(Data extracted from a collection)
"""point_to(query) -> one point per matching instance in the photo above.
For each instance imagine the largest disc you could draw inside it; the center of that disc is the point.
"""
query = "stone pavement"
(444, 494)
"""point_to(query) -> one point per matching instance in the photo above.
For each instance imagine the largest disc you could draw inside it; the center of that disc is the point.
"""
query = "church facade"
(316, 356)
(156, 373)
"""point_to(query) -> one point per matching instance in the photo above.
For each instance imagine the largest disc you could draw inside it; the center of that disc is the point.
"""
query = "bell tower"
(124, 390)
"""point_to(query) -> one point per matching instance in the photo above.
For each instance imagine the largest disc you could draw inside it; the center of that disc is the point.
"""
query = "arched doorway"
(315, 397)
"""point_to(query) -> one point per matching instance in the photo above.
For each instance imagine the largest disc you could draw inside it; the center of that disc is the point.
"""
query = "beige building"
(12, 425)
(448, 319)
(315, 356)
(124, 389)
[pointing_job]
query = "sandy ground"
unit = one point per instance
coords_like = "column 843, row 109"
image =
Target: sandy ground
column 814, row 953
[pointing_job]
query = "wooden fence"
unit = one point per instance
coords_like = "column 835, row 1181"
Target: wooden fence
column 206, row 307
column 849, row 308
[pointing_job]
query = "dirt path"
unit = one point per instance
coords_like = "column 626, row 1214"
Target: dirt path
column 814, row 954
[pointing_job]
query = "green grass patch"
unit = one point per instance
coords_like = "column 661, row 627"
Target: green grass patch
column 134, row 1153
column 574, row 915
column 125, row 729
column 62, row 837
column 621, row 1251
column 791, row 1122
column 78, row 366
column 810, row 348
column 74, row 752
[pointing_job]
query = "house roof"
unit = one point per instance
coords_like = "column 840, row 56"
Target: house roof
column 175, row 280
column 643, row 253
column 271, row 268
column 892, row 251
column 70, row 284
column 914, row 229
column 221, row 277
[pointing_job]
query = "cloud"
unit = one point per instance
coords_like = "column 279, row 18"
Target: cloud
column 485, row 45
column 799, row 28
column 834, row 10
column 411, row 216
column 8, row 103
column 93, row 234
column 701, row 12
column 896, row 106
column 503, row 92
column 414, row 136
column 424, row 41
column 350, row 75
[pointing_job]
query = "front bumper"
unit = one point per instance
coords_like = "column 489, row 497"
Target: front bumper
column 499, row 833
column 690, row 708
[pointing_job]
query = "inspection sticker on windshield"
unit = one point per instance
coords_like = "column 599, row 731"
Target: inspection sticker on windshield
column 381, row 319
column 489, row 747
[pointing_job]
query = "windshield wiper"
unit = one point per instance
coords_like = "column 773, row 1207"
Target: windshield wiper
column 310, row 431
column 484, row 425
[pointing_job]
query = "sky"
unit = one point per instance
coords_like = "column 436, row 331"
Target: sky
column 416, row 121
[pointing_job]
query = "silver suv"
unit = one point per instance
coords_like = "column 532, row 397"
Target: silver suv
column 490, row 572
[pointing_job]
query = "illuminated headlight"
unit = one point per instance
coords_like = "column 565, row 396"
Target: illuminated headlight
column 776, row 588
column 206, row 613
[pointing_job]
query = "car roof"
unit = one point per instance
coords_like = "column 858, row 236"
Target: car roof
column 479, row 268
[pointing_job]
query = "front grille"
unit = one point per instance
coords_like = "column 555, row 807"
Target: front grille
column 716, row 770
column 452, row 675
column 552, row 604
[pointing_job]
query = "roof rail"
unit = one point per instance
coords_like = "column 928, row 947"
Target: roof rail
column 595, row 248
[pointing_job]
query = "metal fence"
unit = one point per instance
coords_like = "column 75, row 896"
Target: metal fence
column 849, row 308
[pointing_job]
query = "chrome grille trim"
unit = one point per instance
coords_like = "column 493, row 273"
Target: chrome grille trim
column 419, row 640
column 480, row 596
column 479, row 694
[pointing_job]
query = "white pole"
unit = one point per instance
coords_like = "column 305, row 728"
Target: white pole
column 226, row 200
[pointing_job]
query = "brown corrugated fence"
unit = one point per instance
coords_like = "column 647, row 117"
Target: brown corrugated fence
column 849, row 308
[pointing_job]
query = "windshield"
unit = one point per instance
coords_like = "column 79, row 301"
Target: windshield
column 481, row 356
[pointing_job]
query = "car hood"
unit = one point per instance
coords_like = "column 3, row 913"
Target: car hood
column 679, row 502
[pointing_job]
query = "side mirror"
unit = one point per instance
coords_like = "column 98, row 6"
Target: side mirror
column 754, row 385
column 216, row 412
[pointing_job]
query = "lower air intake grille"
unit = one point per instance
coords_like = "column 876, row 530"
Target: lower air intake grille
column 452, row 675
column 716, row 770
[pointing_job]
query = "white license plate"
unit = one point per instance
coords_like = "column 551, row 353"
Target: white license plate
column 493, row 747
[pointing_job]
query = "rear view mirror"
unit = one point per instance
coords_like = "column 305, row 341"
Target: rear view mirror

*Task objective*. All records must be transcribed exactly, with none left out.

*Response area*.
"""point_to(query) -> one point per matching instance in the photo above.
For each instance imagine the largest disc you could draw inside it; the center of that disc is the point.
"""
query = "stone pavement"
(444, 494)
"""point_to(query) -> one point per matching instance in the photo above.
For each instance imagine the largest disc you could draw inside it; the center of that disc is the point.
"""
query = "church facade"
(316, 356)
(156, 373)
"""point_to(query) -> one point per matching instance in the photo above.
For each instance imagine the largest disc you could draw inside it; the center of that disc is the point.
"""
query = "bell tower"
(124, 390)
"""point_to(query) -> one point per matching instance in the photo above.
For each instance imagine the largest disc you could draw inside it; the center of that disc is the point.
"""
query = "arched doorway"
(315, 397)
"""point_to(query) -> one point per matching instance in the photo above.
For each instance imagine the largest disc you could draw inside it; the center of that disc is the point.
"""
query = "beige building"
(12, 425)
(448, 319)
(315, 356)
(124, 389)
[pointing_job]
query = "sandy ground"
unit = one point per instance
coords_like = "column 843, row 109"
image =
Target: sandy ground
column 814, row 953
[pointing_job]
query = "wooden fence"
unit = one point per instance
coords_like = "column 835, row 1181"
Target: wooden fence
column 206, row 307
column 849, row 308
[pointing_job]
query = "dirt path"
unit = one point per instance
coords_like = "column 626, row 1214"
Target: dirt path
column 814, row 954
[pointing_job]
query = "green grass patch"
unit = one point per instance
coords_like = "column 661, row 627"
Target: green grass patch
column 134, row 1153
column 574, row 915
column 125, row 729
column 62, row 837
column 621, row 1251
column 791, row 1122
column 78, row 366
column 810, row 348
column 74, row 752
[pointing_job]
query = "house roof"
unit = one point per instance
coords_like = "column 840, row 56"
Target: house roof
column 175, row 280
column 643, row 253
column 271, row 268
column 892, row 251
column 70, row 284
column 914, row 229
column 221, row 277
[pointing_job]
query = "cloud"
unit = one point per instance
coords_like = "column 279, row 18"
Target: cloud
column 485, row 45
column 799, row 28
column 834, row 10
column 411, row 216
column 8, row 103
column 93, row 234
column 701, row 12
column 896, row 106
column 503, row 92
column 414, row 136
column 424, row 41
column 350, row 75
[pointing_job]
query = "front bumper"
unit = one point per instance
coords_like = "column 489, row 497"
Target: front bumper
column 499, row 833
column 690, row 708
[pointing_job]
query = "inspection sticker on windshield"
unit = one point per instance
coords_like = "column 599, row 731"
Target: inspection sticker on windshield
column 381, row 319
column 489, row 747
[pointing_job]
query = "windshield wiper"
unit = one point per instance
coords_like = "column 773, row 1207"
Target: windshield wiper
column 310, row 431
column 484, row 425
[pointing_job]
query = "sky"
unit = one point per instance
coords_like = "column 436, row 331"
Target: sky
column 416, row 121
[pointing_job]
query = "silver suv"
unit = one point per instance
coords_like = "column 532, row 397"
Target: silver suv
column 490, row 572
[pointing_job]
query = "illuminated headlight"
unit = one point per instance
coords_like = "column 565, row 396"
Target: illuminated headlight
column 776, row 588
column 206, row 613
[pointing_job]
query = "car roof"
unit = one point per instance
coords_like = "column 858, row 236"
Target: car roof
column 479, row 268
[pointing_job]
query = "front grille"
unit = one point per instance
coords_like = "column 555, row 807"
Target: front grille
column 716, row 770
column 452, row 675
column 552, row 604
[pointing_job]
query = "roof rail"
unit = one point per instance
coords_like = "column 928, row 947"
Target: roof rail
column 595, row 248
[pointing_job]
query = "metal fence"
unit = one point per instance
coords_like = "column 75, row 896"
Target: metal fence
column 849, row 308
[pointing_job]
query = "chrome grille trim"
unit = one point per instance
coords_like = "column 493, row 273"
Target: chrome grille trim
column 419, row 640
column 480, row 596
column 479, row 694
[pointing_job]
query = "white pole"
unit = one point per instance
coords_like = "column 305, row 728"
Target: white pole
column 226, row 200
[pointing_job]
query = "brown corrugated fence"
unit = one point per instance
coords_like = "column 647, row 117"
Target: brown corrugated fence
column 849, row 308
[pointing_job]
query = "windshield"
unit = one point per instance
coords_like = "column 79, row 301"
Target: windshield
column 481, row 356
[pointing_job]
query = "car hood"
unit = one point per instance
coords_like = "column 3, row 913"
Target: car hood
column 679, row 502
[pointing_job]
query = "side mirror"
unit = one point per instance
coords_like = "column 98, row 6"
Target: side mirror
column 754, row 385
column 216, row 412
[pointing_job]
query = "lower air intake grille"
unit = one point per instance
coords_like = "column 876, row 530"
Target: lower air intake grille
column 452, row 675
column 716, row 770
[pointing_job]
query = "white license plate"
unit = one point per instance
coords_like = "column 551, row 353"
Target: white license plate
column 493, row 747
[pointing_job]
query = "rear view mirror"
unit = one point per instance
coords_like = "column 305, row 341"
Target: rear view mirror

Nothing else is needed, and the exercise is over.